■ What is expected ■
Gather every line below that contains the word "white" and copy each of them out in full.

■ Supplied entries ■

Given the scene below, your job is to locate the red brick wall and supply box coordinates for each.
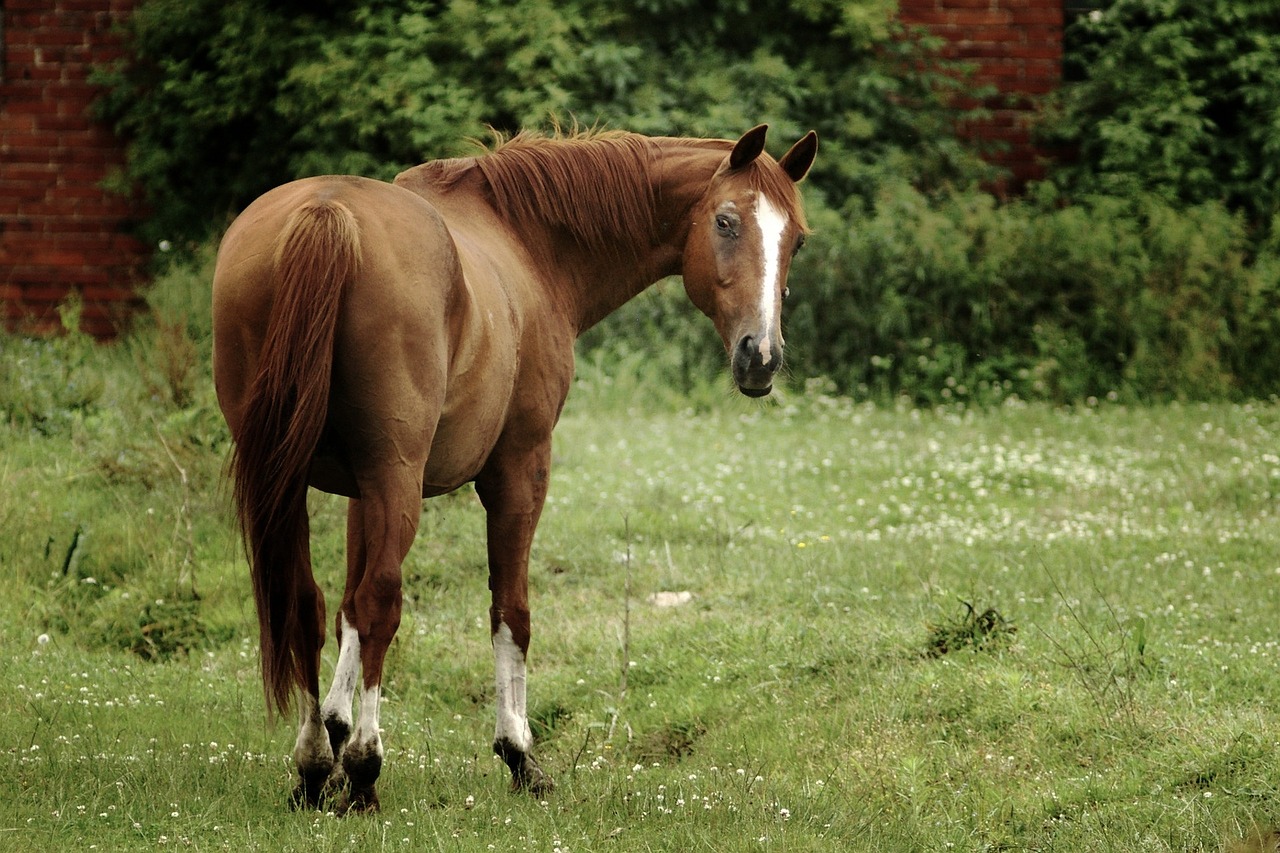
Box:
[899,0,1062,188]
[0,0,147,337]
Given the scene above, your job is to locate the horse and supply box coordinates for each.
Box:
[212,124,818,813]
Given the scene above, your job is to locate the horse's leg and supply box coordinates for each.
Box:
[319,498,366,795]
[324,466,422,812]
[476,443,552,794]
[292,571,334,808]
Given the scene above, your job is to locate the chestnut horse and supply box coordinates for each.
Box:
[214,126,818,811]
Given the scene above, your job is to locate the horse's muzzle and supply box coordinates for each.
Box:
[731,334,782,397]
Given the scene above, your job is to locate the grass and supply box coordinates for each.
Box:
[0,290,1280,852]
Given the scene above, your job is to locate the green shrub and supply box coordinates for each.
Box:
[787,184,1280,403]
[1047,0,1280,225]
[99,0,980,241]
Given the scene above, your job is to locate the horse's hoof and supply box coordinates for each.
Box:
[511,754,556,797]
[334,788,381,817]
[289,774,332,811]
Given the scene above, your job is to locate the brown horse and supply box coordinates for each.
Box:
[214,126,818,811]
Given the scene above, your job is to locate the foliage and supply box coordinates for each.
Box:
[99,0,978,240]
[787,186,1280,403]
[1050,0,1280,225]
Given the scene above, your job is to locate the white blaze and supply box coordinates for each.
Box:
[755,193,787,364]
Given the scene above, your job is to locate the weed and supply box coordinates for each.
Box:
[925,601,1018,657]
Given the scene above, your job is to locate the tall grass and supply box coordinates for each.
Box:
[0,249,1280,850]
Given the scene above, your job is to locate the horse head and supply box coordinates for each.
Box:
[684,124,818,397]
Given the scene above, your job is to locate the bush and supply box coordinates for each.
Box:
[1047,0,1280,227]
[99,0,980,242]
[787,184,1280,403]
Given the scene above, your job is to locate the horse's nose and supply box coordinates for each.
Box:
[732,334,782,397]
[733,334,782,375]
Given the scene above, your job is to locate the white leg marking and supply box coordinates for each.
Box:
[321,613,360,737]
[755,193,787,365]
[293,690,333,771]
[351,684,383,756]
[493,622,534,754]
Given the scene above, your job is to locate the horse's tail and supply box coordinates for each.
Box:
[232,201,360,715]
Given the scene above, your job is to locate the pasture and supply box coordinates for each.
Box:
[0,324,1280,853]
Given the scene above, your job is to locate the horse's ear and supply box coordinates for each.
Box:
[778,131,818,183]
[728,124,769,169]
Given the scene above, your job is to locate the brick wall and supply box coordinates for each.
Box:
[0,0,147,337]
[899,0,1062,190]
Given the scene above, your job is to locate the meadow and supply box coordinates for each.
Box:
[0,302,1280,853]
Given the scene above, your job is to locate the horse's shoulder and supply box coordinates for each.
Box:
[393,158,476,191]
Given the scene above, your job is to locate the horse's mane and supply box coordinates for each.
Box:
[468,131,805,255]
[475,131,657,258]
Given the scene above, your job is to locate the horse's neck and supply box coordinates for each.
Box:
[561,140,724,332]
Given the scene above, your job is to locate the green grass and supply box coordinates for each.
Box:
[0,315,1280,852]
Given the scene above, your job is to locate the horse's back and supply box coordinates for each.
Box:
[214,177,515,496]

---

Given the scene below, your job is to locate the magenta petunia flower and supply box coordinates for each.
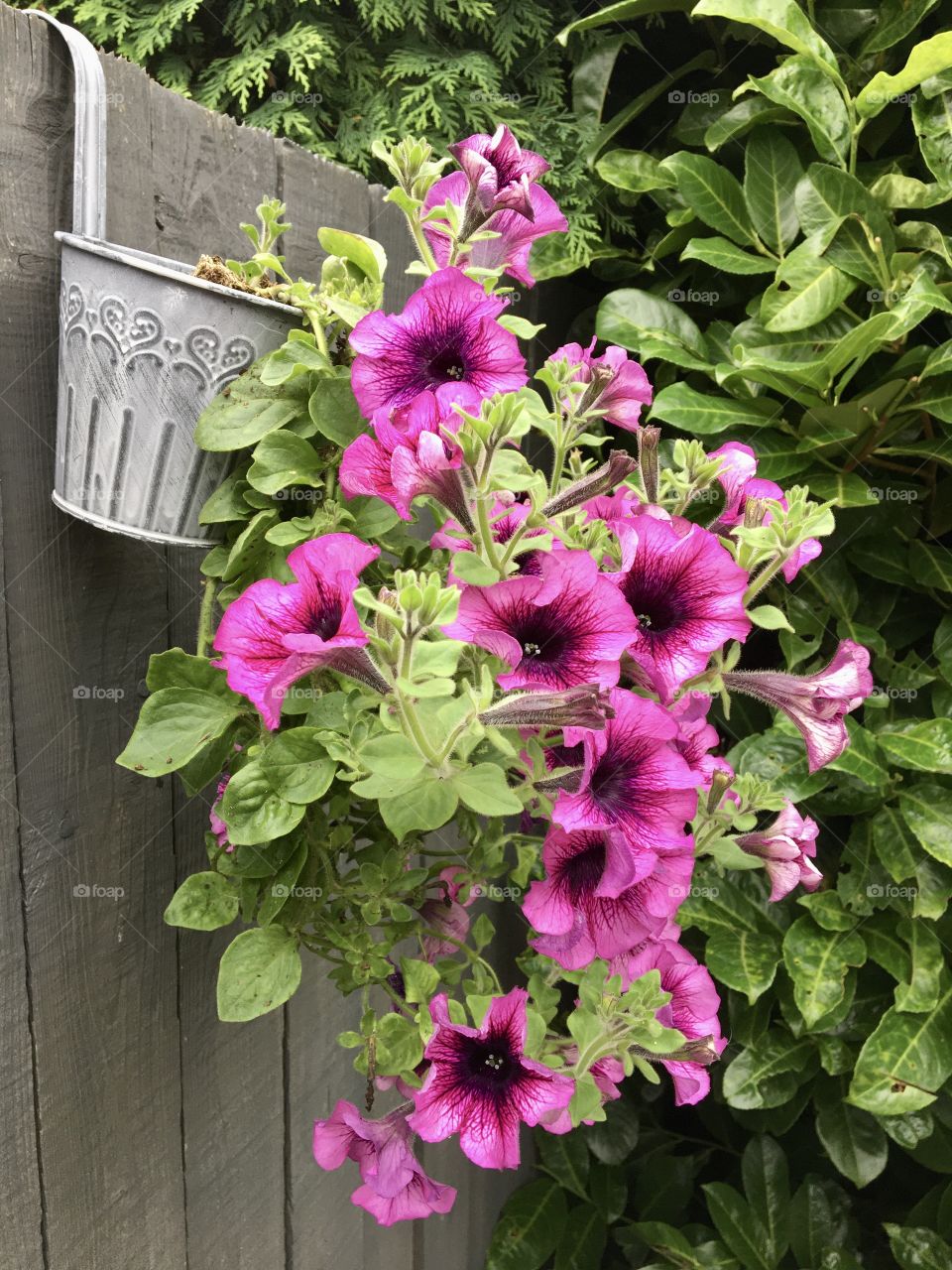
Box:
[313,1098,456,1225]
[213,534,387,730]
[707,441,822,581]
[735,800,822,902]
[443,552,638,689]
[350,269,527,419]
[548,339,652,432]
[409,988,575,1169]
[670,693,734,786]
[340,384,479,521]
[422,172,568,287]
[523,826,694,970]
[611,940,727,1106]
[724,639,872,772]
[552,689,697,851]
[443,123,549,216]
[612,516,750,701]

---

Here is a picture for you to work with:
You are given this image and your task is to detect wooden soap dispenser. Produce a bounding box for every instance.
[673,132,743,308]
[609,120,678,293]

■ Exercise output ■
Given the scene above, your job is to locate the white blaze and supply box coordinates for each.
Given the scene above, your job is to locate the white leg marking and supply box coordinates for each.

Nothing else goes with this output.